» DESCRIPTION OF THE TASK:
Return exactly the span that opens with the line containing "Would you mind spotting the leaning" and closes with the final line of the records, both included.

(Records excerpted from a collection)

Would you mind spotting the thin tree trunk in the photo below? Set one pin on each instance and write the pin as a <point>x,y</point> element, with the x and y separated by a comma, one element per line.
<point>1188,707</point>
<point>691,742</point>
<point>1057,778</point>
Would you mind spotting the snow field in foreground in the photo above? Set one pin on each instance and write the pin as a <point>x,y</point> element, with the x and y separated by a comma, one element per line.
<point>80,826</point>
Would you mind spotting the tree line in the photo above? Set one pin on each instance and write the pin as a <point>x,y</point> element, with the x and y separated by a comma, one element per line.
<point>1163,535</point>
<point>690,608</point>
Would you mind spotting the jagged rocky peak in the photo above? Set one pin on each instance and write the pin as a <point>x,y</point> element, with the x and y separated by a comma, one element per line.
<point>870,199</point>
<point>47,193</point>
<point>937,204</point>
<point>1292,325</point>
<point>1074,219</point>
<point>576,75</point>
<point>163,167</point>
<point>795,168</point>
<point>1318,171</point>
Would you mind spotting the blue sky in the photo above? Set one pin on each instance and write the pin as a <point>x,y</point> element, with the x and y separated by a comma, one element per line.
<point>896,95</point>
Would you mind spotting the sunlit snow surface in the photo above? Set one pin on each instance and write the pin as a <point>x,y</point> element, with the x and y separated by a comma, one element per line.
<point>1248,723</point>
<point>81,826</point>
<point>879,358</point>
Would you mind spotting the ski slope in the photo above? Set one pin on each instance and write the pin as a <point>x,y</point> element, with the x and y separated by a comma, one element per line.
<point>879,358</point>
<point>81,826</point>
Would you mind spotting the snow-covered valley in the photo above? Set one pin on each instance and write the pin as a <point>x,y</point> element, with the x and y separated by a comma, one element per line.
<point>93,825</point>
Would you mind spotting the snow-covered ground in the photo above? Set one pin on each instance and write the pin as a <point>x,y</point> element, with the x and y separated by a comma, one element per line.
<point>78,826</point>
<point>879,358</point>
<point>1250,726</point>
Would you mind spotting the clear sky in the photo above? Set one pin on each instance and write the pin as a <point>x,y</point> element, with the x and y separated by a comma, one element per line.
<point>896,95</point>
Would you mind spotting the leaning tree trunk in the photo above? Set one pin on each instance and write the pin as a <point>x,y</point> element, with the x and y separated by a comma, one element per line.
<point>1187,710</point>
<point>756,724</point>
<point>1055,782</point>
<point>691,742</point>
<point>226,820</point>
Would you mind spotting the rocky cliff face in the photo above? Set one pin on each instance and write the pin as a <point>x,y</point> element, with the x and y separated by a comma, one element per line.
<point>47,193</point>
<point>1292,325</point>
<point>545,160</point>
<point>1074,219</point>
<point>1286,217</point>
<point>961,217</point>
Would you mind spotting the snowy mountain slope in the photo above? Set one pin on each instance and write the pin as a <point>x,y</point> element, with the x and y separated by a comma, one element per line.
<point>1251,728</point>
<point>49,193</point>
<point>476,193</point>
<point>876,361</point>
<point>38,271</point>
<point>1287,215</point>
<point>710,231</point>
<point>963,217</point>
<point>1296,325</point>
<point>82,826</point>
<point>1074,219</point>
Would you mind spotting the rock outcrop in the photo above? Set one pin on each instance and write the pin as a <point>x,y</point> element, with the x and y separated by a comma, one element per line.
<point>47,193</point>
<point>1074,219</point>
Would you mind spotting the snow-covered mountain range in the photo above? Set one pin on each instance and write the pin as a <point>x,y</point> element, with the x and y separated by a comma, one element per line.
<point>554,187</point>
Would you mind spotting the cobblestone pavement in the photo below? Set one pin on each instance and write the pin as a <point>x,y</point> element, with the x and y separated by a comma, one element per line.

» SOLUTION:
Would you mind spotting the leaning tree trunk in the photo above? Set one pin on each instance and write the pin as a <point>x,y</point> element, with the x and y separated by a comma, one element per line.
<point>1187,710</point>
<point>756,724</point>
<point>1055,782</point>
<point>691,742</point>
<point>226,820</point>
Would you mind spotting the rocky cliff face in the photo above? Set one pin on each instance and write the pin as a <point>x,y</point> element, with the x and y separated by a comma, one element per line.
<point>47,193</point>
<point>1292,325</point>
<point>545,160</point>
<point>1074,219</point>
<point>1286,217</point>
<point>961,217</point>
Would you mind spotting the snowy mountain slope in the photo above? Set one pin on each instance and write the pin as a <point>x,y</point> element, with the x and y separated by a comma, one element per line.
<point>1251,728</point>
<point>49,193</point>
<point>476,193</point>
<point>876,361</point>
<point>38,271</point>
<point>1287,215</point>
<point>710,231</point>
<point>963,217</point>
<point>1296,325</point>
<point>82,826</point>
<point>1074,219</point>
Would you mind spotting the rock outcrop in the photo above? Set one pin on each instance and write the pin as a <point>x,y</point> element, with the x and y separated by a comma, one element per line.
<point>47,193</point>
<point>1074,219</point>
Would you mind spotting the snow-covered mountain range in the photo above? Set one pin on each instance and write the pin as a <point>x,y</point> element, with the x and y separated by a comma, one element per line.
<point>554,187</point>
Would you mind spotting the cobblestone pavement in the photo below? Set one pin on each instance and write the pin as a <point>x,y</point> element, with the x and y separated by a comma, one element per line.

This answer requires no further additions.